--- Start of SELECTED TEXT ---

Please start any new threads on our new site at https://forums.sqlteam.com. We've got lots of great SQL Server experts to answer whatever question you can come up with.

 All Forums
 Old Forums
 CLOSED - General SQL Server
 Index Advice

Author  Topic 

rockmoose
SQL Natt Alfen

3279 Posts

Posted - 2006-05-16 : 15:07:33
Hi,

We have a 3m rows large table with a nvarchar(400) column.
That column is indexed, and there are some searches on that column with the format:
LIKE 'OrderCode=SAMESTRING_23_12_2005:abc:def%'

Now the problem is that about 80% of the rows start with, the same string: "OrderCode=SAMESTRING_", this essentially makes the sargable index seek return 2m + rows.
Sql Server intermittedly does index seeks & scans on the table.

The point is that it is too slow, and I was wondering if just removing the duplicate characters "OrderCode=SAMESTRING_" from the data would help.
Would it make the index actually work?


rockmoose

robvolk
Most Valuable Yak

15732 Posts

Posted - 2006-05-16 : 15:20:45
Probably, it certainly won't make the index any less selective.
Go to Top of Page

tkizer
Almighty SQL Goddess

38200 Posts

Posted - 2006-05-16 : 15:30:39
If you removed the string from the column, how selective would the data be? I can't remember exactly what I had read, but it said something to the effect that the first column in the index must have 90% or higher selectivity in order for it to be selected. I'm not sure if the 90% is accurate. But the point is that the index must be highly selective, otherwise SQL Server will probably not use it.

Tara Kizer
aka tduggan
Go to Top of Page

cmdr_skywalker
Posting Yak Master

159 Posts

Posted - 2006-05-16 : 15:31:56
yes, you can
1. remove the redundant string, save space and help performance if that is an option. Consider why it was saved in that particular format in the first place? An archaic but existing application perhaps?
2. use other index in the WHERE clause that are selective (i.e. order dates?)
3. user the charindex instead of like. consider the limitation though.

--- End of SELECTED TEXT ---
--- Start of MATERIAL PROVIDED ---

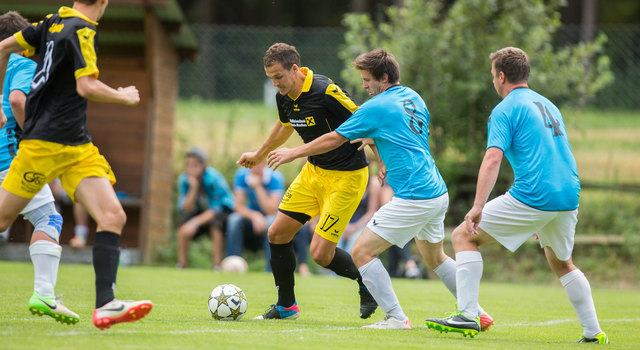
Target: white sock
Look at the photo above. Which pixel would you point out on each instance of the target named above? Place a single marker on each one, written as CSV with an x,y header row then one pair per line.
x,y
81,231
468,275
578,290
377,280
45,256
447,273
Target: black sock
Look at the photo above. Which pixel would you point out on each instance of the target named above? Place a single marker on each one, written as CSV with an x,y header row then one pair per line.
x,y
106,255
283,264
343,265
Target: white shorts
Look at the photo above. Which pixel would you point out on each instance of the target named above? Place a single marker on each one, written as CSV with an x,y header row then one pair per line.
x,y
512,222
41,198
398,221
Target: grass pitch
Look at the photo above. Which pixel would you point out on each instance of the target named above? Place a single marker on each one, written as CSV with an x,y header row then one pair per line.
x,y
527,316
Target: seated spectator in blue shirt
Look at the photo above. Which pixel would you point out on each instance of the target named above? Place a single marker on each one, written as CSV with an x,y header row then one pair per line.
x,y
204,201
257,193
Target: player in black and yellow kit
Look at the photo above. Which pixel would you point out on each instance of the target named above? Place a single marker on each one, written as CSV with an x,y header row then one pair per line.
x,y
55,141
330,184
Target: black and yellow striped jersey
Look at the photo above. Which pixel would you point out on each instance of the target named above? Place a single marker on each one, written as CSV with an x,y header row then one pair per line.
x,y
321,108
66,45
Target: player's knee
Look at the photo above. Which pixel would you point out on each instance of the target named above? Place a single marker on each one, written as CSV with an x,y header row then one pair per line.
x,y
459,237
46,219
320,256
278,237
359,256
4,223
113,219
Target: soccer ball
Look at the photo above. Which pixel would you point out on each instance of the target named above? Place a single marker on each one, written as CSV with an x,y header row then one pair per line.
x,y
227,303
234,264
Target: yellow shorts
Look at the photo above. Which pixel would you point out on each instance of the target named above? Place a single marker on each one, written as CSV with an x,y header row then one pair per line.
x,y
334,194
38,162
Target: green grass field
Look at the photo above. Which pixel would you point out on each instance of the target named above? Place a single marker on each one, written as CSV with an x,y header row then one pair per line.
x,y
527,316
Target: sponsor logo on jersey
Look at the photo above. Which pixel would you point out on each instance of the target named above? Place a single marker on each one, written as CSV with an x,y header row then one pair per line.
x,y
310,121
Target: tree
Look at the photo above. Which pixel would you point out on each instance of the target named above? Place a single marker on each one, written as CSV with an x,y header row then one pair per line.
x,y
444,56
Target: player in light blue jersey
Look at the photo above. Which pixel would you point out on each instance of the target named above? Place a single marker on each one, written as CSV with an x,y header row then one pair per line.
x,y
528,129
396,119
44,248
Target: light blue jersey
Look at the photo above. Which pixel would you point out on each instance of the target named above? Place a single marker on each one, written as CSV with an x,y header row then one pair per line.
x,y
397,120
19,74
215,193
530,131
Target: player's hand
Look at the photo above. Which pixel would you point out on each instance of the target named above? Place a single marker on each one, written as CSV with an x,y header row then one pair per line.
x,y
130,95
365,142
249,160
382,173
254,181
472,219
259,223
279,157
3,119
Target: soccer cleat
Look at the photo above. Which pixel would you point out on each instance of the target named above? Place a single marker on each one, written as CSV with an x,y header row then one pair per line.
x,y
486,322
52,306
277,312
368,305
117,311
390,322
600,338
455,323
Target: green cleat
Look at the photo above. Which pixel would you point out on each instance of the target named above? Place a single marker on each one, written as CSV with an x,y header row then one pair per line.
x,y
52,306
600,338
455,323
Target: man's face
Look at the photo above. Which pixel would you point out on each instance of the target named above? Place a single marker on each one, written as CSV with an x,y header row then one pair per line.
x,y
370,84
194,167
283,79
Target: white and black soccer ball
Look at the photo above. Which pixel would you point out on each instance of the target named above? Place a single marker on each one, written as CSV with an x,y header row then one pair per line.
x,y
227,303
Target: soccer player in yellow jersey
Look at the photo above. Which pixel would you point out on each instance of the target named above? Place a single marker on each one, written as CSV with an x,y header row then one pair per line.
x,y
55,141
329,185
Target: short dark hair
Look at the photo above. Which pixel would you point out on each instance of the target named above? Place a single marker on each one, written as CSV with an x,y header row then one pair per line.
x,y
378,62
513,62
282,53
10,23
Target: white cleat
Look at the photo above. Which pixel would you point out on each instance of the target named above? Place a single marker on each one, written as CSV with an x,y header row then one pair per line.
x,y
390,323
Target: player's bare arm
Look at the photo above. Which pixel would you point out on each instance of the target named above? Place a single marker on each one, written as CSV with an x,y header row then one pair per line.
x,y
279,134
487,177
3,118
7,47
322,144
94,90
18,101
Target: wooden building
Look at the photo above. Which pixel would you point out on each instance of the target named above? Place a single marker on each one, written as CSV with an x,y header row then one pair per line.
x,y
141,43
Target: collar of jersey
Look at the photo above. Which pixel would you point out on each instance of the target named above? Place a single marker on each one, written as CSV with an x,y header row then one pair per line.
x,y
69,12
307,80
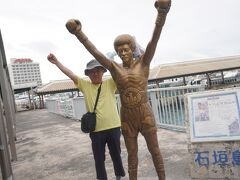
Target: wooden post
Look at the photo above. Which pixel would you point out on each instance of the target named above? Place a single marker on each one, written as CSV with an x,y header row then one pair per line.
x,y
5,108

--- End of MATERIAL PROVIDED ---

SET TASK 1: Repeat word for word the part of the index advice thread that begins with the words "That column is" and ends with "on the table.".
SET TASK 2: Carry on writing the index advice thread from the point where it stops.

EXPECTED OUTPUT 1:
That column is indexed, and there are some searches on that column with the format:
LIKE 'OrderCode=SAMESTRING_23_12_2005:abc:def%'

Now the problem is that about 80% of the rows start with, the same string: "OrderCode=SAMESTRING_", this essentially makes the sargable index seek return 2m + rows.
Sql Server intermittedly does index seeks & scans on the table.

EXPECTED OUTPUT 2:
4. Modify the like to use [] instead of %, if possible.

Note, the more index, the better the select but the slower the DML (INSERT, etc.). You have to consider what is best based on the business requirements and technical resources that you have (space, cpu, maintenance, etc.)

May the Almighty God bless us all!
Go to Top of Page

rockmoose
SQL Natt Alfen

3279 Posts

Posted - 2006-05-16 : 15:35:08
Yes, that was what I thought. Thanks.

This whole exercise has made me think about how sql server goes about sarging a wide character index with low selectivity for the first n characters.
For instance how many characters are used for seeking into the index.

I did this: LIKE 'OrderCode=SAMESTRING_23_12_2005%'
according to query plan, there was an index seek which returned 2.4m rows!
The # of rows returned after the filter was 7!

The selectivity is very high, the information is almost unique in the column, but low selectivity in the beginning of the data.
When I first created the index, I thought that there would be no problem for sql server to use it.
And when searching for data not beginning with the killer string, then it is lightning fast.

rockmoose
Go to Top of Page

rockmoose
SQL Natt Alfen

3279 Posts

Posted - 2006-05-16 : 15:49:30
Thanks skywalker.

1. At least this part "OrderCode=", is just something that the application smacks on the data, and removes when presenting it. So it's just waste of space.
2. I considered that, The problem is that there would be more changes involved, change the sproc, change the application logic so that it provides a decent range of dates, etc..
3. I will definitely try that out, thanks for the suggestion
4. I don't think it is applicable here

rockmoose
Go to Top of Page

Kristen
Test

22859 Posts

Posted - 2006-05-16 : 23:04:19
Much as I hate VIEWs with Indexes you could put one on this:

CREATE VIEW MyView
AS
SELECT *, [IndexCol] = SUBSTRING([RealCol], 22, 400-22)
FROM MyTable

then create an index on IndexCol. You'd need to query the View instead of the Table though, and given all of that you may be better off just changing the way the application holds data for that column!

Could you get the same effect with a calculated column in the table - can that be indexed?

Mind you, I hate those darn things too! Mucks up trying to insert into the table via a view, if you have one, and needing SET ARITHABORT ON or one of those blighters ...

Yeah, on reflection modify the application!

Kristen
Go to Top of Page

Michael Valentine Jones
Yak DBA Kernel (pronounced Colonel)

7020 Posts

Posted - 2006-05-17 : 00:02:59
If you are always searching for a certain portion of this column, you might consider adding another column (or computed column) to the table with a CHECKSUM of just that part of the data and putting an index on that.

The index search should be highly selective, because it could find the small number of rows matching the CHECKSUM, and then apply the LIKE.

Since a CHECKSUM is an integer, the overhead for that type of index is much lower than for the full 400 character column. If all of your searches use, for example, the first 40 characters, and that is highly selective, you migh be able to get rid of the current index, and just have a CHECKSUM index on the first 40 characters.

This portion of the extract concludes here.